◆ **SELECTED PASSAGE**
::::

The rationale for validating the existence of universal jurisdiction is that international crimes affect the international legal order as a whole. This means that after being affected by disruptive international crimes, territorially or nationally, States are not always able or willing to react effectively and therefore States that do not have any jurisdictional connection or link to the international crimes that have been committed are granted a right to prosecute. The main controversy this raises is whether in such cases States can or should do so. Indeed, there is no real evidence that States are obliged to implement universal jurisdiction outside of treaty obligations (Cryer et al. 2010, p. 44; Yerodia case, p. 51).
The discussion on the right to exercise universal jurisdiction by a State leads to ‘absolute’ or ‘pure’ universal jurisdiction, more often referred to as ‘universal jurisdiction in absentia’. Absolute universal jurisdiction comprises of actions when a State implements its jurisdiction over an international crime when the suspect is not present in the territory of the investigating State. Such exercise of universal jurisdiction could be argued as being convenient in cases where the impunity gap occurs because of the unavailability of the suspect due to the lack of political will to cooperate or the suspect has absconded. In comparison, the ‘conditional’ universal jurisdiction or otherwise referred to as universal jurisdiction with presence’ is exercised when the suspect is already in the State asserting universal jurisdiction.

::::

Records from an annotation dataset:
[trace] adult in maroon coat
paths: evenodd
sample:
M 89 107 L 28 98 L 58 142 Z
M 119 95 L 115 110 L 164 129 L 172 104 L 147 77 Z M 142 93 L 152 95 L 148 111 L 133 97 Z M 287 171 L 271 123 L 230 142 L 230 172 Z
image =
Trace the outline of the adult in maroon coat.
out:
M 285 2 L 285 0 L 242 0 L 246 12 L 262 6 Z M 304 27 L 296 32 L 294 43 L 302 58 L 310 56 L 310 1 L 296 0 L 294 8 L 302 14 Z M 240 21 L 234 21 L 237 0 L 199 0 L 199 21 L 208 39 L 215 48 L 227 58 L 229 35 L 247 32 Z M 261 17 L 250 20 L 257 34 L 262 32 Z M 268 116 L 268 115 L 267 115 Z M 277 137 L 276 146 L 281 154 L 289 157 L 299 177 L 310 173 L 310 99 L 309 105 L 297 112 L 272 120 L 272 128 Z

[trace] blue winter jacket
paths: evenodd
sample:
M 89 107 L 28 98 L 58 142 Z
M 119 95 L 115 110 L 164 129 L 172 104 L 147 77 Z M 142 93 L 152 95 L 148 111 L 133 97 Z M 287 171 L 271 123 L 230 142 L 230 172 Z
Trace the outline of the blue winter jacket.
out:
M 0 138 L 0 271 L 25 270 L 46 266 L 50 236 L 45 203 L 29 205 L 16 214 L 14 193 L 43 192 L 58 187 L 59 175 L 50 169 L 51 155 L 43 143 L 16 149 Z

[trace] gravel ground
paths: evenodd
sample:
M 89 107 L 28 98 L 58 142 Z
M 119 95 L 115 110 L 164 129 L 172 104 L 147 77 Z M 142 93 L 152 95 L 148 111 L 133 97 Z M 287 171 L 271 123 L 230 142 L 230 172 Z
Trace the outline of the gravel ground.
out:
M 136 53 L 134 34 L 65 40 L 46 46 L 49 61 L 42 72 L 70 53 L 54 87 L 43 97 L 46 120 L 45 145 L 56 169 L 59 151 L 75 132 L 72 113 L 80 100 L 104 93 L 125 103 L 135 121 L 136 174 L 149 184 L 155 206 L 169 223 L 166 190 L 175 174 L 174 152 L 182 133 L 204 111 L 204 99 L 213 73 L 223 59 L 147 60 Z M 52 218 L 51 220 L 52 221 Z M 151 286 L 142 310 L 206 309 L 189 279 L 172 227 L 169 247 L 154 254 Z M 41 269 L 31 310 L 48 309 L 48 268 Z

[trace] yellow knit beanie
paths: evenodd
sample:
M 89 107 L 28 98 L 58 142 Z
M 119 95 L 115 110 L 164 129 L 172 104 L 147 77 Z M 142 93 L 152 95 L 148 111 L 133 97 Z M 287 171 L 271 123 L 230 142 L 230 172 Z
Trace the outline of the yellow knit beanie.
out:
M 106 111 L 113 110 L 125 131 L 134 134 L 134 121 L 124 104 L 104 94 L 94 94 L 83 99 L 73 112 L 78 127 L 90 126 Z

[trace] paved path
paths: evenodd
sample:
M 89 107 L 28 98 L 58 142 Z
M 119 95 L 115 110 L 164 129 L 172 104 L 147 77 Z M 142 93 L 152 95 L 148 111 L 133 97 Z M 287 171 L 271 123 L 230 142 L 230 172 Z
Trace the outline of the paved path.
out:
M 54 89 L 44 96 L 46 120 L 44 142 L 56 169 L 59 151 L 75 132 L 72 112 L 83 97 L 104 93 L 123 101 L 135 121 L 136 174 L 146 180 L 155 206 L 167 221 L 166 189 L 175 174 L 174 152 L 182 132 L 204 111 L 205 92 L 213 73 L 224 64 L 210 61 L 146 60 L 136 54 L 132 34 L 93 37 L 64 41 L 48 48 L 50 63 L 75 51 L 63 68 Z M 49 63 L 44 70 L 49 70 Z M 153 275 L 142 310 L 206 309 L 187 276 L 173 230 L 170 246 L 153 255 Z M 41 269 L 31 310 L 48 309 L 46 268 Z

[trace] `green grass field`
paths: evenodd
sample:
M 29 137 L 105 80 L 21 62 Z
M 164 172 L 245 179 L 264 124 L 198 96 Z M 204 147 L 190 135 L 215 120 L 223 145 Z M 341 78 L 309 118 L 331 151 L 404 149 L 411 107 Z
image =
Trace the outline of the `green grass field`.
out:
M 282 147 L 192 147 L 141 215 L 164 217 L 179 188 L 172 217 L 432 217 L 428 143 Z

::::

◆ **REQUIRED TASKS**
a: From the passage on universal jurisdiction, retype the portion starting with "The discussion on" and going on through "asserting universal jurisdiction.".
b: Decide whether each statement agrees with the passage on universal jurisdiction, answering yes or no and quoting the deciding words: (i) There is clear evidence that States are obliged to implement universal jurisdiction outside of treaty obligations. (ii) Absolute universal jurisdiction is more often called universal jurisdiction in absentia. (iii) Conditional universal jurisdiction is exercised when the suspect is already in the State asserting universal jurisdiction.
c: Carry on the passage on universal jurisdiction from its final sentence.

◆ **IN RESPONSE**
a:
The discussion on the right to exercise universal jurisdiction by a State leads to ‘absolute’ or ‘pure’ universal jurisdiction, more often referred to as ‘universal jurisdiction in absentia’. Absolute universal jurisdiction comprises of actions when a State implements its jurisdiction over an international crime when the suspect is not present in the territory of the investigating State. Such exercise of universal jurisdiction could be argued as being convenient in cases where the impunity gap occurs because of the unavailability of the suspect due to the lack of political will to cooperate or the suspect has absconded. In comparison, the ‘conditional’ universal jurisdiction or otherwise referred to as universal jurisdiction with presence’ is exercised when the suspect is already in the State asserting universal jurisdiction.

b:
(i) No: "there is no real evidence that States are obliged to implement universal jurisdiction outside of treaty obligations"
(ii) Yes: "more often referred to as ‘universal jurisdiction in absentia’"
(iii) Yes: "is exercised when the suspect is already in the State asserting universal jurisdiction"

c:
While such a distinction made is approved for the academic purposes, in the conceptual level it seems to be non-existent (O’Keefe 2004; Kreß 2006). The controversy lies in the legality of trials in absentia, especially under human rights law. Therefore, many States still do not exercise universal jurisdiction when the person is present on their territory. One of the latest examples that could be considered as one of the setbacks in the fight against impunity through universal jurisdiction is the decision by the Paris Prosecutor to dismiss a complaint by an association of victims in Morocco against President Bashar Al-Assad of Syria in 2012 because the suspect was not present in France (as cited in Amnesty International Report 2012, p. 50).
The rationale for limited action in this area can be partly explained by the Statement made in the Yerodia case, that the adoption of pure universal jurisdiction ‘may show a lack of international courtesy’ (Yerodia case, 2002, Separate Opinion of Judge ad hoc Van den Wyngaert, para. 3). One might argue that the distinction of universal jurisdiction in absentia as a separate issue as it necessitates proof of legality to a separate head of jurisdiction. However, according to Cassese, it should be treated as a ‘different version’ (Cassese 2001, p. 261). Considering universal jurisdiction as a jurisdiction to prescribe, it can be extra-territorial. However, jurisdiction to enforce is strictly territorial, since a State may not enforce its criminal law in the territory of another State without that State’s consent (‘Lotus’ case, 1927, pp. 18–19; O’Keefe 2004, pp. 740 and 750).6 While prescription is logically independent of enforcement, one has limited influence over the legality of another. However, if universal jurisdiction is permissible then its exercise in absentia is also permissible. (O’Keefe 2004, p. 750)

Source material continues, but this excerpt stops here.